TRAVAIL DEMANDÉ:
Condensez sous forme de liste à puces le paragraphe de l'extrait sur le père Caron qui commence par « On conviendra que pour un vieux horloger », sans perdre ses faits principaux.

TEXTE À LIRE:
■ ■ ■ ■ ■ ■ ■

Le père Caron répond sur le même ton badin à ce remercîment un peu singulier, dans une lettre en date du 1er septembre 1764.


« Quoique vous m’ayez donné lieu de me féliciter mille fois de la peine que j’ai bien voulu prendre pour vous il y a trente-trois ans, il est bien certain que si alors j’eusse pu prévoir le bonheur qu’elle vous procure, de pouvoir amuser un peu la belle excellence qui me fait l’honneur de m’en remercier, j’aurais ajouté une petite direction d’intention, qui peut-être vous aurait rendu plus aimable encore à ses beaux yeux. Faites-lui agréer les assurances de mon plus profond respect, avec les offres de mes services à Paris. Mes vœux seraient comblés si j’étais assez heureux pour lui être de quelque utilité ici. Puisqu’elle est amie de ma chère comtesse, je la supplie de vouloir bien lui présenter mon respectueux attachement. »


On conviendra que pour un vieux horloger de la rue Saint-Denis, mis ainsi en demeure par une belle marquise, la réponse n’est pas trop mal tournée. La phrase sur la direction d’intention accuse la lecture des Provinciales ; je vois aussi, dans une autre lettre de Beaumarchais que le père Caron se passionnait volontiers pour certains personnages de roman, notamment pour miss Howe du roman de Clarisse Harlowe, car son fils lui écrit : « Je suis un peu comme votre bonne amie miss Bowe, qui, quand elle avait bien du chagrin, pleurait en riant, ou riait en pleurant. »

■ ■ ■ ■ ■ ■ ■

DONNÉES FOURNIES:
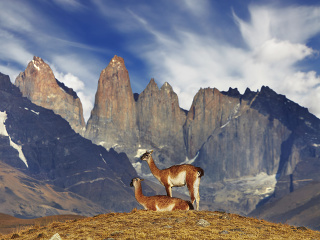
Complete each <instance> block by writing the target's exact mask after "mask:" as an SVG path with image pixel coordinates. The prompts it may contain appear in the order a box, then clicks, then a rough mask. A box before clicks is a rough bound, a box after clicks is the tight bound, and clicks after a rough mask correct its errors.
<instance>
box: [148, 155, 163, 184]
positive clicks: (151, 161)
mask: <svg viewBox="0 0 320 240" xmlns="http://www.w3.org/2000/svg"><path fill="white" fill-rule="evenodd" d="M147 163H148V165H149V168H150V171H151V172H152V174H153V176H155V177H156V178H157V179H158V180H159V181H160V174H161V170H160V169H159V168H158V167H157V165H156V164H155V163H154V161H153V158H152V156H150V158H149V159H148V160H147Z"/></svg>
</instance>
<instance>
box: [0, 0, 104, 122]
mask: <svg viewBox="0 0 320 240" xmlns="http://www.w3.org/2000/svg"><path fill="white" fill-rule="evenodd" d="M54 3H55V4H56V6H57V7H60V8H61V9H62V10H65V11H67V12H68V11H71V12H74V11H82V10H83V9H85V7H84V6H83V5H82V4H81V3H80V2H79V1H75V0H69V1H60V0H55V1H54ZM40 4H42V5H43V6H42V8H45V7H47V8H51V7H52V5H50V4H51V3H49V2H41V3H40ZM38 7H39V6H35V5H34V4H32V2H26V1H15V2H13V1H0V54H1V60H0V72H3V73H5V74H9V75H10V78H11V81H12V82H14V81H15V78H16V76H17V75H18V74H19V72H21V71H23V70H24V69H25V67H26V66H27V64H28V62H29V61H31V60H32V58H33V56H34V55H36V56H39V57H41V58H43V59H44V60H45V61H46V62H47V63H49V65H50V67H51V68H52V69H53V70H54V74H55V76H56V78H58V79H59V80H60V81H62V82H64V83H65V84H66V85H67V86H68V87H71V88H73V89H74V90H75V91H76V92H77V93H78V96H79V97H80V99H81V101H82V104H83V108H84V115H85V118H86V119H88V118H89V115H90V111H91V110H92V105H93V99H94V94H95V91H96V85H97V81H98V77H99V72H100V71H101V70H102V67H103V66H102V64H101V63H100V62H98V61H97V60H96V58H95V56H94V53H97V52H99V53H103V52H106V50H105V49H101V48H99V47H96V46H94V45H93V46H91V45H87V44H85V43H81V42H78V41H77V40H75V39H74V37H73V36H72V35H71V34H70V32H69V29H67V28H64V27H65V26H61V25H59V24H57V23H56V22H55V21H54V20H53V19H52V18H50V16H49V15H46V13H45V12H43V11H42V8H41V7H39V8H38ZM60 78H61V79H60ZM92 83H94V84H92Z"/></svg>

■ ■ ■ ■ ■ ■ ■

VOTRE RÉPONSE:
- Venant d'un vieux horloger de la rue Saint-Denis sollicité par une belle marquise, la réponse du père Caron est jugée plutôt bien tournée.
- Sa phrase sur la direction d'intention révèle qu'il avait lu les Provinciales.
- Une autre lettre de Beaumarchais montre que le père Caron se passionnait volontiers pour certains personnages de roman, notamment miss Howe, du roman de Clarisse Harlowe.
- Dans cette lettre, son fils se compare à cette héroïne, qui, dans le chagrin, pleurait en riant ou riait en pleurant.